Measuring and testing – Surface and cutting edge testing – Roughness
Reexamination Certificate
1998-02-17
2001-02-13
Larkin, Daniel S. (Department: 2856)
Measuring and testing
Surface and cutting edge testing
Roughness
C250S306000, C250S307000
Reexamination Certificate
active
06185991
ABSTRACT:
FIELD OF THE INVENTION
The invention relates to the measurement of the local properties of a sample surface, and specifically, to the measurement of the mechanical and electrical characteristics of a surface using electrostatic force modulation microscopy which operates in contact mode.
BACKGROUND OF THE INVENTION
The atomic force microscope (AFM) has matured and developed into an instrument for the routine inspection of the surface topography of both insulating and conducting samples at an atomic resolution. Recent efforts have revealed a much broader potential for the measurement of local mechanical and electrical surface properties such as the hardness, surface potential, surface charge, and capacitance of a sample.
Force modulation microscopy (FMM), in which a probe tip or sample is mechanically modulated in contact mode, typically by a piezoelectric transducer, has been used to measure the local mechanical elasticity of a surface. Electrostatic force microscopy (EFM), which operates in noncontact mode, has been developed to investigate the electrical properties of a sample such as the dielectric constant, surface charge, and surface potential. Scanning capacitance microscopy (SCM) has been used to measure the dopant profile on a semiconductor surface.
Unfortunately, the earlier FMM techniques using mechanical modulation measure only the mechanical properties of the sample, such as hardness and viscosity. Furthermore, the mechanical modulation excites other normal modes of the microscope system, which not only causes uncertainty and noise in the measurement but also limits the maximum modulation frequency to a level below the resonant frequency of the mechanical transducer and supporting structure.
Conventional EFM is implemented in a noncontact mode AFM, where the force gradient (which includes the electrostatic force gradient as well as the van der Waals force gradient) is used to control the tip-sample distance. Therefore, the probe of the conventional EFM fails to follow the true topography of a sample where a large electrostatic force gradient is present. For example, abrupt changes in the surface potential or surface charge on the sample surface produce large electrostatic force gradients. In such cases, the AFM probe does not follow the true topography but follows the constant force gradient contour.
Such errors in following topography cause successive errors in measuring the electrical properties of the sample. In addition, noncontact mode operation is complicated and its spatial resolution is significantly lower than in contact mode operation since the tip is separated, approximately 10 nm, from the sample.
Therefore, what is desired is a system and method which (1) performs both mechanical and electrical measurements, (2) does not require the probe tip or sample to be mechanically modulated, and (3) operates in contact mode.
SUMMARY OF THE INVENTION
The present invention provides a new measurement technique called “electrostatic force modulation microscopy” (“EFMM”), which measures the mechanical and electrical properties of insulating, semiconducting, and conducting samples with a more precise spatial resolution than that provided by conventional microscopy. In one embodiment, spatial resolution is provided on the order of nanometers.
In accordance with the invention, a sample is provided in an AFM in which the probe tip is maintained in contact with the sample and a voltage having an ac component is applied between the tip and the sample. In one embodiment, the applied voltage also has a dc component.

[Stated task A] In noncontact mode operation, how far is the tip separated from the sample, according to the electrostatic force modulation microscopy text?
[Stated task B] Continue the electrostatic force modulation microscopy text from its final sentence.

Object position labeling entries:
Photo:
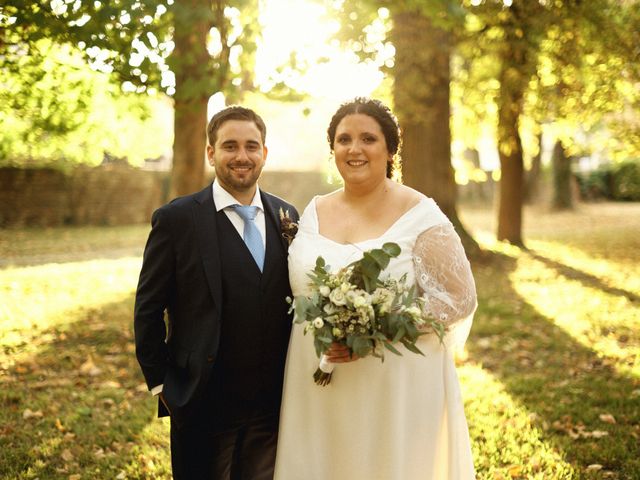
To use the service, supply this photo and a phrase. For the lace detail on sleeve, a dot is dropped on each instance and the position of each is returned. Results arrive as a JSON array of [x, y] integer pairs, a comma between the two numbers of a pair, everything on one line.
[[444, 275]]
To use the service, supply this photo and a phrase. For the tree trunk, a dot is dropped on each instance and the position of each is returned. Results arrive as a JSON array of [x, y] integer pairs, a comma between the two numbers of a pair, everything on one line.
[[513, 82], [532, 180], [190, 63], [421, 96], [562, 198]]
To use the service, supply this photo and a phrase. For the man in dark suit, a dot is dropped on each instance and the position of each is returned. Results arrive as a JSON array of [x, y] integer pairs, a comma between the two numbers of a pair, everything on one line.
[[217, 361]]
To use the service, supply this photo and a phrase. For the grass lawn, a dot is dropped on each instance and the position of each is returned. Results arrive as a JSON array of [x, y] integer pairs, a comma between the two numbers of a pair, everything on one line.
[[550, 375]]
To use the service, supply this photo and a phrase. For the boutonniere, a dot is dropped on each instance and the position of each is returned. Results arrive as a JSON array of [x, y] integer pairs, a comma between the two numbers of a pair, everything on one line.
[[288, 227]]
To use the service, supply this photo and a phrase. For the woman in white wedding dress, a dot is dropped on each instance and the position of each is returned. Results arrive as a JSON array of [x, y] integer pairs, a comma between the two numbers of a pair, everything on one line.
[[401, 419]]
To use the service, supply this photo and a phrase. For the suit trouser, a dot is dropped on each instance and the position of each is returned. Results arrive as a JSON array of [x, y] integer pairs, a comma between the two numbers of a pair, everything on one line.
[[243, 451]]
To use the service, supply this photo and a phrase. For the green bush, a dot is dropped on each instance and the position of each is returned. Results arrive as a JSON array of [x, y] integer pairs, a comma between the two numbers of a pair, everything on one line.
[[596, 184], [626, 181]]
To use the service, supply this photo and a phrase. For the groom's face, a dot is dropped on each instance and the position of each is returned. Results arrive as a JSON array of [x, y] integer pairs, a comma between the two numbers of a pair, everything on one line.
[[238, 156]]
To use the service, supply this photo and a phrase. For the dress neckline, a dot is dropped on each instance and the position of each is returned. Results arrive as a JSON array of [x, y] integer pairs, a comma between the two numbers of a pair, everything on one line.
[[401, 217]]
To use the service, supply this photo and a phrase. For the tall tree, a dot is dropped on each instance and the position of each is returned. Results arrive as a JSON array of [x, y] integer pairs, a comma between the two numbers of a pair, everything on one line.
[[143, 43], [421, 36], [548, 44], [421, 95]]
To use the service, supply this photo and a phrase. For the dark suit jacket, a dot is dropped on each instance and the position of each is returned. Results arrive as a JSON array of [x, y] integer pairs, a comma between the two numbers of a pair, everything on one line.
[[181, 275]]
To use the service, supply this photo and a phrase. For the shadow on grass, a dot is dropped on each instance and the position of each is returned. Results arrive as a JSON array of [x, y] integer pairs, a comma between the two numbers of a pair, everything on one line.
[[586, 278], [76, 406], [565, 385]]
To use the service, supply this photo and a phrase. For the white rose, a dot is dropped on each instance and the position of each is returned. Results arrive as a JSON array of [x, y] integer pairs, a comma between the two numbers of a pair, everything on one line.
[[338, 297], [330, 309]]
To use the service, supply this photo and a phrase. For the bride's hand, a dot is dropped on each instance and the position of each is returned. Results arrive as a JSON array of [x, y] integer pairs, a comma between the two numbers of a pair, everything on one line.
[[338, 353]]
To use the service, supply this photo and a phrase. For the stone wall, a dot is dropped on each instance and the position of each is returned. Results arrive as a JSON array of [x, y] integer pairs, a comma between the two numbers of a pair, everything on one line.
[[114, 194]]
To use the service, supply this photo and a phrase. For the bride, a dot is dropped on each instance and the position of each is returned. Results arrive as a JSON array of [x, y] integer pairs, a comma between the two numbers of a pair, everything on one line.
[[402, 419]]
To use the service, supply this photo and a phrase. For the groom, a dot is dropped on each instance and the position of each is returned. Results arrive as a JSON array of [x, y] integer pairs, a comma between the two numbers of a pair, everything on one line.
[[216, 263]]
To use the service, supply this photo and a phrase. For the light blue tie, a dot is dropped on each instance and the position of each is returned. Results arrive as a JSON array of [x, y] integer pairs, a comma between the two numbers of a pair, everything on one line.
[[251, 234]]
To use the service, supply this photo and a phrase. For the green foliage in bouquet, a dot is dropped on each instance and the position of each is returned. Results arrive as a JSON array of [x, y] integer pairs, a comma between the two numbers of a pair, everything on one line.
[[357, 308]]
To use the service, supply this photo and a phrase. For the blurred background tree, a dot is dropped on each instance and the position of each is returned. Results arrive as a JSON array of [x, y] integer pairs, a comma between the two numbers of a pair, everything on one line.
[[189, 50]]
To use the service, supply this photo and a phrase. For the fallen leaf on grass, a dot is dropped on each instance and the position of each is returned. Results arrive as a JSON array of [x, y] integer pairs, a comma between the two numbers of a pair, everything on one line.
[[515, 471], [90, 368], [59, 425], [66, 455], [30, 414], [608, 418], [110, 384]]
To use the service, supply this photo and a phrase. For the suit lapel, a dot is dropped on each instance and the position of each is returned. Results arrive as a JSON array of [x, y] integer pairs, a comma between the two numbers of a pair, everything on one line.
[[272, 252], [207, 237]]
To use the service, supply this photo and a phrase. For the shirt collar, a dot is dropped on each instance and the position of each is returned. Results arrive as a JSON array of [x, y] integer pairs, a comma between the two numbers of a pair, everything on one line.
[[224, 199]]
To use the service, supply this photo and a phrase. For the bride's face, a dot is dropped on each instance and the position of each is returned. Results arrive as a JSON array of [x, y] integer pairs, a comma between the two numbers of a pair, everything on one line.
[[360, 149]]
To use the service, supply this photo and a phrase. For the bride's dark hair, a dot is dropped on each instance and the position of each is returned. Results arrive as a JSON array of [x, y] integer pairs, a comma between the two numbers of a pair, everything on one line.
[[381, 114]]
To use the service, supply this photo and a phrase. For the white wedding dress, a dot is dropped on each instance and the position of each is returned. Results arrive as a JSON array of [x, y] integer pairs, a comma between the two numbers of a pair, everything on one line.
[[401, 419]]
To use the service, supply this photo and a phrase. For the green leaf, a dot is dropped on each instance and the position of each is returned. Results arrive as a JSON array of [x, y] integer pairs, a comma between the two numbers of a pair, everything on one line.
[[381, 257], [411, 347], [390, 347], [392, 249]]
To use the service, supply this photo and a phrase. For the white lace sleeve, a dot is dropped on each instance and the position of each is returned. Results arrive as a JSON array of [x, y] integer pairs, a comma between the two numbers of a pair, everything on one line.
[[444, 276]]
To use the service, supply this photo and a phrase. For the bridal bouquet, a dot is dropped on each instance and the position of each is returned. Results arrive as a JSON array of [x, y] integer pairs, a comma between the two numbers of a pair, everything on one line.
[[357, 308]]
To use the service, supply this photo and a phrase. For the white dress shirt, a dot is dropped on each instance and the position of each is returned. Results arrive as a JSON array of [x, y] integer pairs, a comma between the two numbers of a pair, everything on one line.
[[224, 200]]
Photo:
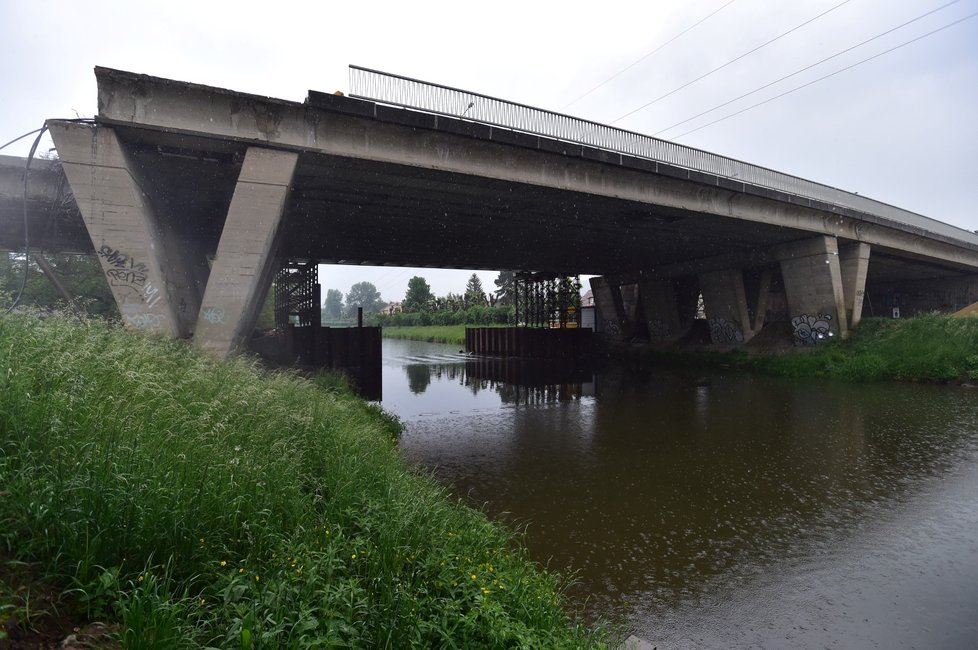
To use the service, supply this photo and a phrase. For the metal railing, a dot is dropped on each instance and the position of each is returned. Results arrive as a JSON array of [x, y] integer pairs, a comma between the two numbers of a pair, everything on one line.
[[444, 100]]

[Expected answer A] Approximately 10 nm.

[Expected answer B]
The present invention also provides an improved structure that implements EFMM. In accordance with the invention, a microscope such as an AFM is provided in which the probe tip contacts a sample. A voltage source is coupled between the tip and sample for providing a bias voltage between the tip and sample. In one embodiment, this bias voltage has both ac and dc components.
Since only the probe tip is vibrated by electrostatic force, mechanical noise from other modes of vibration is eliminated and the force modulation can be performed at a much higher frequency compared to the conventional structures and methods (e.g. FMM and EFM). Furthermore, while conventional electrostatic force microscopy (EFM) is operated in noncontact mode, the present invention operates in contact mode. Another advantage is that the present invention measures both mechanical and electrical characteristics of a sample.
The method and system measure a variety of properties such as the tip-sample capacitive gradient, sample insulation thickness, tip-sample capacitance, sample mechanical hardness, sample surface potential, sample surface charge density, and sample topography and simultaneous combinations thereof.
The tip-sample capacitive gradient, the sample insulation thickness, and the tip-sample capacitance at a given location is measured by monitoring the vibration of the probe either at the frequency or at twice the frequency of the applied ac voltage while keeping the applied ac voltage constant.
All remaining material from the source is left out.